EXTRACT TO READ:
%%

Regional/targeted/personalized results often add noise.
I appreciate that this is what google needs in order to monetize on ads. And that real verbatim searches are likely more resource hungry.
I just wish there was an option to pay some form premium subscription service where I can have really in depth verbatim search without being treated as 'suspicious' activity by the engine.
For most of my searches, debugging a few specific strings, I really just need grep. It’s too much for one person to crawl the web. But a good distributed network could.
I switched to duckduckgo about a year ago and never even looked back. The results are perfectly fine and I am pretty satisfied with them. What do you feel is not comparable? One thing I noticed, which is great, that duckduckgo does not filter/censor your search results (except pictures).
edit: The only "bad" thing about it is its name. typing duckduckgo.com into the url bar when I am on some other computer takes kinda long, but I am okay with that
Or you could use yelp for all of it. I just typed "lunch" in and it gave me a list of reasonable placrs nearby, meanwhile Google maps listed every restaurant around me, including places not open for lunch.
Tapping a restaurant on yelp gives me the reviews and there an option in the app to get directions. I'm on Android so I can't check, but from when I used iOS I remember yelp defaults to apple maps for directions.
Seems like a good alternative to me.
There's a viable alternative for every service Google offers. Fuck Google.
The majority of NSFW results in DDG comes from karmadecay.com, it’s a reverse image search engine.

%%

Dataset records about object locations
%%

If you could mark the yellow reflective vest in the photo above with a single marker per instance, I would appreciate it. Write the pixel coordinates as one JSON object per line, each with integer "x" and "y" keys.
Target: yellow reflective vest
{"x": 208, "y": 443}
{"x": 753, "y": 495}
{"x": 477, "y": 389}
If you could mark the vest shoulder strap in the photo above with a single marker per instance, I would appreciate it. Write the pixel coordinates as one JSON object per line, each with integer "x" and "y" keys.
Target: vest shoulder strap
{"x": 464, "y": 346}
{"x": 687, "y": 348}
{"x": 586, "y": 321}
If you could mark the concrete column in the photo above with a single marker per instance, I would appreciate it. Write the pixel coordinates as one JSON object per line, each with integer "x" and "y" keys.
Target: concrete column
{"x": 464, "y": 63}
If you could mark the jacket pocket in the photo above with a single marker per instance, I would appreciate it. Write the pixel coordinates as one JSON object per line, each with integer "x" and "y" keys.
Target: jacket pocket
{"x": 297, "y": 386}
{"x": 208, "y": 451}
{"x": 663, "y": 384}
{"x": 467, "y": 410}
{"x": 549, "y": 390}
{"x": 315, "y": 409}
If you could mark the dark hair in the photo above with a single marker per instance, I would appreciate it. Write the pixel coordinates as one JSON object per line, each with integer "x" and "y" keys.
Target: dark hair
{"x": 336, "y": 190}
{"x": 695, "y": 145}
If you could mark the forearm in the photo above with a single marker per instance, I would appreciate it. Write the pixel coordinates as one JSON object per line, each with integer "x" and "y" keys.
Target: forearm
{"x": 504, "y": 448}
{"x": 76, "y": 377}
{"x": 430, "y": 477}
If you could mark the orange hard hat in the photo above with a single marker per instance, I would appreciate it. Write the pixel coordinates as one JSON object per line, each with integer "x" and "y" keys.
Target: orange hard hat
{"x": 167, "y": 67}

%%

YOUR TASK:
In the comments about search engines, switch "pretty satisfied" to "quite happy" and write out the passage from "I switched to" up to and including "results (except pictures).".

PROBLEM SOLUTION:
I switched to duckduckgo about a year ago and never even looked back. The results are perfectly fine and I am quite happy with them. What do you feel is not comparable? One thing I noticed, which is great, that duckduckgo does not filter/censor your search results (except pictures).